***** Seitenauszug

Gericht: Hessischer Verwaltungsgerichtshof
Beschluss verkündet am 04.06.2008
Aktenzeichen: 5 UZ 2623/07
Rechtsgebiete: EWS der Stadt Hungen


Vorschriften:

EWS der Stadt Hungen
Ein als Folge eines schadhaften Leitungsrohrs eingetretener Wasserverlust auf dem an die öffentliche Wasserversorgung angeschlossenen Grundstück vor der Wasserennahme ist kein "Frischwasserverbrauch" und hat deshalb bei der Bemessung der Abwassergebühr nach der Menge des verbrauchten Frischwassers ("Frischwassermaßstab") außer Betracht zu bleiben.
HESSISCHER VERWALTUNGSGERICHTSHOF BESCHLUSS

5 UZ 2623/07

In dem Verwaltungsstreitverfahren

wegen Benutzungsgebühren

hier: Antrag auf Zulassung der Berufung

hat der Hessische Verwaltungsgerichtshof - 5. Senat - durch

Vorsitzenden Richter am Hess. VGH Dr. Lohmann, Richter am Hess. VGH Dr. Apell, Richter am Hess. VGH Schneider

am 4. Juni 2008

beschlossen:

Tenor:

Der Antrag der Beklagten auf Zulassung der Berufung gegen das Urteil des Verwaltungsgerichts Gießen vom 24. Oktober 2007 - 8 E 1828/06 - wird abgelehnt.

Die Beklagte hat die Kosten des Zulassungsverfahrens zu tragen.

Der Wert des Streitgegenstandes für das Zulassungsverfahren wird auf 3.994,20 € festgesetzt.

Gründe:

Der Antrag der Beklagten auf Zulassung der Berufung gegen das im Tenor des vorliegenden Beschlusses näher bezeichnete Urteil des Verwaltungsgerichts Gießen ist gemäß § 124a Abs. 4 Satz 1 Verwaltungsgerichtsordnung - VwGO - statthaft, bleibt in der Sache aber ohne Erfolg.

Die mit Schriftsatz vom 19. Dezember 2007 geltend gemachten Zulassungsgründe der ernstlichen Zweifel an der Richtigkeit des Urteils (§ 124 Abs. 2 Nr. 1 VwGO) und der grundsätzlichen Bedeutung der Rechtssache (§ 124 Abs. 2 Nr. 3 VwGO) rechtfertigen die Zulassung der Berufung nicht.

**********

▸ **Ihre Aufgaben**
1) Nennen Sie alle Richter, die laut dem Beschluss an der Entscheidung mitgewirkt haben.
2) Zitieren Sie aus dem Beschluss alles von „Der Wert des“ bis hinunter zu „der Berufung nicht.“.

***** Angezeigte Daten

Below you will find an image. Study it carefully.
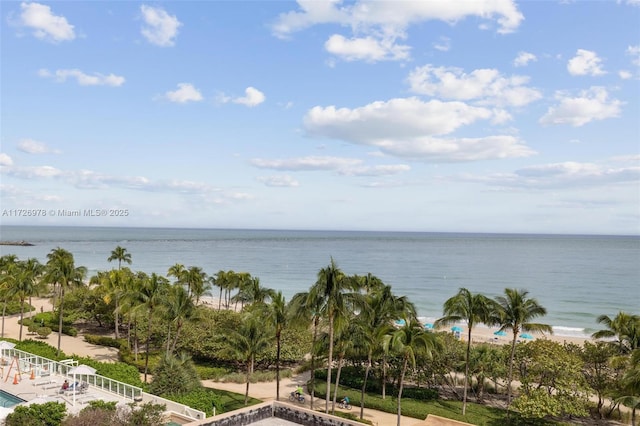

**********

▸ **Erwartete Antworten**
1)
Vorsitzender Richter am Hess. VGH Dr. Lohmann
Richter am Hess. VGH Dr. Apell
Richter am Hess. VGH Schneider

2)
Der Wert des Streitgegenstandes für das Zulassungsverfahren wird auf 3.994,20 € festgesetzt.

Gründe:

Der Antrag der Beklagten auf Zulassung der Berufung gegen das im Tenor des vorliegenden Beschlusses näher bezeichnete Urteil des Verwaltungsgerichts Gießen ist gemäß § 124a Abs. 4 Satz 1 Verwaltungsgerichtsordnung - VwGO - statthaft, bleibt in der Sache aber ohne Erfolg.

Die mit Schriftsatz vom 19. Dezember 2007 geltend gemachten Zulassungsgründe der ernstlichen Zweifel an der Richtigkeit des Urteils (§ 124 Abs. 2 Nr. 1 VwGO) und der grundsätzlichen Bedeutung der Rechtssache (§ 124 Abs. 2 Nr. 3 VwGO) rechtfertigen die Zulassung der Berufung nicht.